Extracted material
■ ■ ■ ■ ■ ■ ■

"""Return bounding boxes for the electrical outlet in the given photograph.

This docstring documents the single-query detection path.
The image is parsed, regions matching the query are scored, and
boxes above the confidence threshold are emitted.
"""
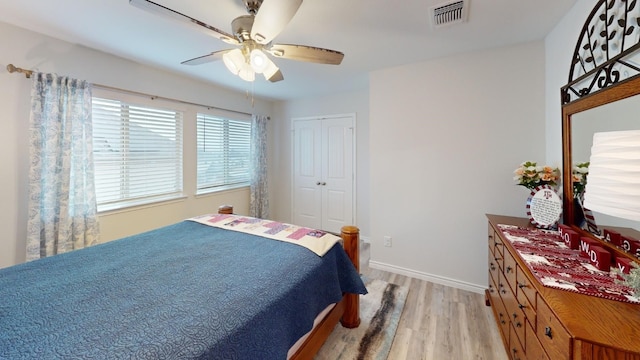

■ ■ ■ ■ ■ ■ ■

Exercise aim
Can you retype the rows above character for character, leaving the pictures out?

Written reply
"""Return bounding boxes for the electrical outlet in the given photograph.

This docstring documents the single-query detection path.
The image is parsed, regions matching the query are scored, and
boxes above the confidence threshold are emitted.
"""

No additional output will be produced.